__ROWS__.
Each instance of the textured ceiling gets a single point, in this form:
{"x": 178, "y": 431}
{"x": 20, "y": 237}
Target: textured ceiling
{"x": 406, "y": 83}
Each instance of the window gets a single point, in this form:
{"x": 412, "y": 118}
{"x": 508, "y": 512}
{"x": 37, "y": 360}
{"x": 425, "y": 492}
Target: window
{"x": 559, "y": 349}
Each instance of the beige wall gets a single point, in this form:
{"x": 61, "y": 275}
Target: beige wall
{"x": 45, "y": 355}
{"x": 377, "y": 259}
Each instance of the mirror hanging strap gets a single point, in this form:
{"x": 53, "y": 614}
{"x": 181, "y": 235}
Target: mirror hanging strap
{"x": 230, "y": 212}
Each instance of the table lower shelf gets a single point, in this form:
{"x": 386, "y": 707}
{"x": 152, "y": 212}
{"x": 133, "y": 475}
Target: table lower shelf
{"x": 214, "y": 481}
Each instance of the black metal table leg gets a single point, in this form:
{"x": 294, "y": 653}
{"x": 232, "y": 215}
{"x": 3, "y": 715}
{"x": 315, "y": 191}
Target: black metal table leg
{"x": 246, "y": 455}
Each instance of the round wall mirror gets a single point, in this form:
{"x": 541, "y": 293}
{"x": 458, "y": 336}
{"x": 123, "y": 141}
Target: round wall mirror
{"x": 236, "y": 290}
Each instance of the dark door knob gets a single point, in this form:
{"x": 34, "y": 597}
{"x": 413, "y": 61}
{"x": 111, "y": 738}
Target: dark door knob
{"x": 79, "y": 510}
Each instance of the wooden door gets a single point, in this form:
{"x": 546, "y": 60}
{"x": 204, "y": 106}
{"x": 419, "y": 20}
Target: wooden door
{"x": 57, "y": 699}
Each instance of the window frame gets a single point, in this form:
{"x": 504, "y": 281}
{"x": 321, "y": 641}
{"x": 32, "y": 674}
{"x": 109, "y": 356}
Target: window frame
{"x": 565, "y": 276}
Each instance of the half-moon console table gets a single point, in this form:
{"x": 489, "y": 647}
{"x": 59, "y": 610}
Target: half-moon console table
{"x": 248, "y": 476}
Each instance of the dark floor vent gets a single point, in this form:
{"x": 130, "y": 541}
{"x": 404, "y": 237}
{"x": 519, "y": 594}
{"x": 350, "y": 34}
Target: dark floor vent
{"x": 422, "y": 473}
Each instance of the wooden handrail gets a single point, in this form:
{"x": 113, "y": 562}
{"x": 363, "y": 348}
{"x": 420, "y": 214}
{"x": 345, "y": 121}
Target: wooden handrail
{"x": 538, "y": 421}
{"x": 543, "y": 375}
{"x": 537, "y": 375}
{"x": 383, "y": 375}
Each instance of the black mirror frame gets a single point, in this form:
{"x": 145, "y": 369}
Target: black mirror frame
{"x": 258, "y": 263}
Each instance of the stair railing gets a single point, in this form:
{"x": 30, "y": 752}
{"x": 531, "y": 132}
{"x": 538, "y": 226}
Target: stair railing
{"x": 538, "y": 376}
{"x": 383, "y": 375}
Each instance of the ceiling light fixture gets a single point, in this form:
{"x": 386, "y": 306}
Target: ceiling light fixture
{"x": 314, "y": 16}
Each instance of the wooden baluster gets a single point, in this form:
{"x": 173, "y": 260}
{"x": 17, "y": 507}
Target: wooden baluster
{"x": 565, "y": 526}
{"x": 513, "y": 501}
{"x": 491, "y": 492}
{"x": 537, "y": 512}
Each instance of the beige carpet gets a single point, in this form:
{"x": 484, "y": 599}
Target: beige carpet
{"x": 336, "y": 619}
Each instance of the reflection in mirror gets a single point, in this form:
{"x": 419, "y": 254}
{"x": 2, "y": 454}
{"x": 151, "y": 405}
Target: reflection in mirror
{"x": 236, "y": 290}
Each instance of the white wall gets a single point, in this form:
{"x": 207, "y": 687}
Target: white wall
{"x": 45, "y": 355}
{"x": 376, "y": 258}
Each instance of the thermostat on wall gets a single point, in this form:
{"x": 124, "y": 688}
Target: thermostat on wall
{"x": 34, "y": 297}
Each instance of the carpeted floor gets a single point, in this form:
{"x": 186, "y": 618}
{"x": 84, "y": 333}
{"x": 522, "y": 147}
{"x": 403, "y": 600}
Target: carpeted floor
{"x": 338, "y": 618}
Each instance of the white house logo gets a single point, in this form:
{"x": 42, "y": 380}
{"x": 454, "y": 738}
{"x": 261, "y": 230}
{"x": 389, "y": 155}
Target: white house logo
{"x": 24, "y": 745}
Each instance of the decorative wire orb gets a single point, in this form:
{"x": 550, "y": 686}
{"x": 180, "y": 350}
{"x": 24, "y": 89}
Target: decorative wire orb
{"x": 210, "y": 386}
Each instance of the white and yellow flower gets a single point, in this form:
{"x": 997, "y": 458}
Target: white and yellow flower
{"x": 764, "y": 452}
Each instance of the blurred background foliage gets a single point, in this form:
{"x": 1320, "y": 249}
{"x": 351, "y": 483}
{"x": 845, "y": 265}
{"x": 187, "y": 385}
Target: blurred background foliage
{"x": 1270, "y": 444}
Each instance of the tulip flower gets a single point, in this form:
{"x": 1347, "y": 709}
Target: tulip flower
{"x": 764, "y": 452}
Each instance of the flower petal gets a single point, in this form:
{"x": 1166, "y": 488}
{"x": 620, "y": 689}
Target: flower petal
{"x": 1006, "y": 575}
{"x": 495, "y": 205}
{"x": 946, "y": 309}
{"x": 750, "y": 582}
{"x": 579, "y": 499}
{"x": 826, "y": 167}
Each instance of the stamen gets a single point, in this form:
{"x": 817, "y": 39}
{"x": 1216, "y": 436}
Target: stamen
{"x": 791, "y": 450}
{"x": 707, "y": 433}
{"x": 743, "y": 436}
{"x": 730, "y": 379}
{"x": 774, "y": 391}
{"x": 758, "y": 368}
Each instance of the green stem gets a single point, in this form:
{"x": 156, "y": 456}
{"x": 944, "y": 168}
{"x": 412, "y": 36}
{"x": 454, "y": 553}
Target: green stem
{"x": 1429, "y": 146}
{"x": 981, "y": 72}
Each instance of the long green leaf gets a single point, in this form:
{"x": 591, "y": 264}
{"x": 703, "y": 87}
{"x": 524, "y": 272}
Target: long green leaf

__AIM__. Repeat the records exactly, including every line.

__SOLUTION__.
Each instance of the textured ceiling gets a single point, in this form:
{"x": 178, "y": 431}
{"x": 20, "y": 237}
Target: textured ceiling
{"x": 406, "y": 83}
Each instance of the window gets a single point, in this form:
{"x": 412, "y": 118}
{"x": 508, "y": 512}
{"x": 37, "y": 360}
{"x": 425, "y": 492}
Target: window
{"x": 559, "y": 349}
Each instance of the beige wall gets a single point, in this form:
{"x": 61, "y": 275}
Target: beige wall
{"x": 45, "y": 355}
{"x": 377, "y": 259}
Each instance of the mirror hanging strap gets a single point, in this form:
{"x": 53, "y": 614}
{"x": 181, "y": 235}
Target: mirror hanging strap
{"x": 230, "y": 212}
Each instance of the table lower shelf gets a single point, in this form:
{"x": 386, "y": 707}
{"x": 152, "y": 212}
{"x": 133, "y": 475}
Target: table lower shelf
{"x": 214, "y": 481}
Each instance of the black metal table leg gets a single point, in this form:
{"x": 294, "y": 653}
{"x": 232, "y": 215}
{"x": 3, "y": 715}
{"x": 315, "y": 191}
Target: black metal table leg
{"x": 246, "y": 455}
Each instance of the round wall mirror gets a single point, in this form:
{"x": 541, "y": 293}
{"x": 458, "y": 336}
{"x": 123, "y": 141}
Target: round wall mirror
{"x": 236, "y": 290}
Each instance of the dark door knob gets a single point, in this form:
{"x": 34, "y": 597}
{"x": 413, "y": 61}
{"x": 111, "y": 738}
Target: dark door knob
{"x": 79, "y": 510}
Each instance of the wooden door gets a single point, in this form:
{"x": 546, "y": 60}
{"x": 204, "y": 106}
{"x": 419, "y": 20}
Target: wooden door
{"x": 57, "y": 699}
Each instance of the window frame gets a single point, in this form:
{"x": 504, "y": 281}
{"x": 321, "y": 641}
{"x": 32, "y": 674}
{"x": 109, "y": 356}
Target: window frame
{"x": 565, "y": 276}
Each instance of the half-moon console table gets a single point, in this form:
{"x": 489, "y": 647}
{"x": 59, "y": 610}
Target: half-moon console table
{"x": 248, "y": 476}
Each instance of the dark floor vent gets a single point, in this form:
{"x": 130, "y": 541}
{"x": 404, "y": 237}
{"x": 519, "y": 594}
{"x": 350, "y": 34}
Target: dark floor vent
{"x": 422, "y": 473}
Each instance of the wooden handrail gets a single point, in this form:
{"x": 113, "y": 562}
{"x": 363, "y": 348}
{"x": 420, "y": 214}
{"x": 345, "y": 121}
Target: wooden handrail
{"x": 538, "y": 421}
{"x": 543, "y": 375}
{"x": 537, "y": 375}
{"x": 383, "y": 375}
Each instance of the black mirror frame gets a single point, in this form:
{"x": 145, "y": 369}
Target: black mirror frame
{"x": 258, "y": 263}
Each instance of the stair railing gets a single point, in this form:
{"x": 30, "y": 752}
{"x": 531, "y": 132}
{"x": 538, "y": 226}
Target: stair railing
{"x": 538, "y": 376}
{"x": 383, "y": 375}
Each instance of the ceiling light fixture gets a single point, in this form:
{"x": 386, "y": 306}
Target: ceiling light fixture
{"x": 314, "y": 16}
Each instance of the wooden baluster gets a single point, in this form:
{"x": 173, "y": 260}
{"x": 17, "y": 507}
Target: wooden baluster
{"x": 565, "y": 526}
{"x": 513, "y": 501}
{"x": 491, "y": 492}
{"x": 537, "y": 512}
Each instance of the beige carpet gets a single point, in this form:
{"x": 484, "y": 599}
Target: beige carpet
{"x": 336, "y": 619}
Each instance of the reflection in mirror gets a single point, in this form:
{"x": 419, "y": 254}
{"x": 2, "y": 454}
{"x": 151, "y": 405}
Target: reflection in mirror
{"x": 236, "y": 290}
Each instance of the white wall gets a single point, in this form:
{"x": 207, "y": 687}
Target: white wall
{"x": 45, "y": 355}
{"x": 376, "y": 258}
Each instance of the thermostat on wall gets a single point, in this form:
{"x": 124, "y": 688}
Target: thermostat on wall
{"x": 34, "y": 297}
Each instance of the carpeted floor gets a single point, in this form:
{"x": 186, "y": 618}
{"x": 84, "y": 333}
{"x": 522, "y": 147}
{"x": 403, "y": 600}
Target: carpeted floor
{"x": 338, "y": 618}
Each instance of the white house logo gets a single point, in this form:
{"x": 42, "y": 380}
{"x": 454, "y": 738}
{"x": 261, "y": 230}
{"x": 389, "y": 155}
Target: white house logo
{"x": 24, "y": 745}
Each instance of the decorative wire orb gets a single point, in this form:
{"x": 550, "y": 686}
{"x": 180, "y": 350}
{"x": 24, "y": 89}
Target: decorative wire orb
{"x": 210, "y": 386}
Each instance of the white and yellow flower gets a single point, in this form:
{"x": 997, "y": 458}
Target: white and yellow flower
{"x": 764, "y": 452}
Each instance of the blurred background foliage gets a single point, in this form:
{"x": 1320, "y": 249}
{"x": 351, "y": 483}
{"x": 845, "y": 265}
{"x": 187, "y": 385}
Target: blurred background foliage
{"x": 1270, "y": 444}
Each instance of the tulip flower gets a single point, in this form:
{"x": 1347, "y": 709}
Target: tulip flower
{"x": 764, "y": 452}
Each instance of the flower petal gets a single point, in this form:
{"x": 1166, "y": 488}
{"x": 620, "y": 689}
Target: flower petal
{"x": 1006, "y": 575}
{"x": 495, "y": 205}
{"x": 946, "y": 309}
{"x": 750, "y": 582}
{"x": 579, "y": 499}
{"x": 826, "y": 167}
Each instance of the stamen gets a single point, in this form:
{"x": 817, "y": 39}
{"x": 1216, "y": 436}
Target: stamen
{"x": 791, "y": 450}
{"x": 707, "y": 433}
{"x": 743, "y": 436}
{"x": 730, "y": 379}
{"x": 774, "y": 391}
{"x": 758, "y": 368}
Each instance of the green stem gets a single point, in this form:
{"x": 156, "y": 456}
{"x": 944, "y": 168}
{"x": 412, "y": 36}
{"x": 454, "y": 553}
Target: green stem
{"x": 1429, "y": 146}
{"x": 981, "y": 72}
Each instance of the long green leaf gets a single point, in this form:
{"x": 591, "y": 264}
{"x": 703, "y": 87}
{"x": 524, "y": 272}
Target: long green leaf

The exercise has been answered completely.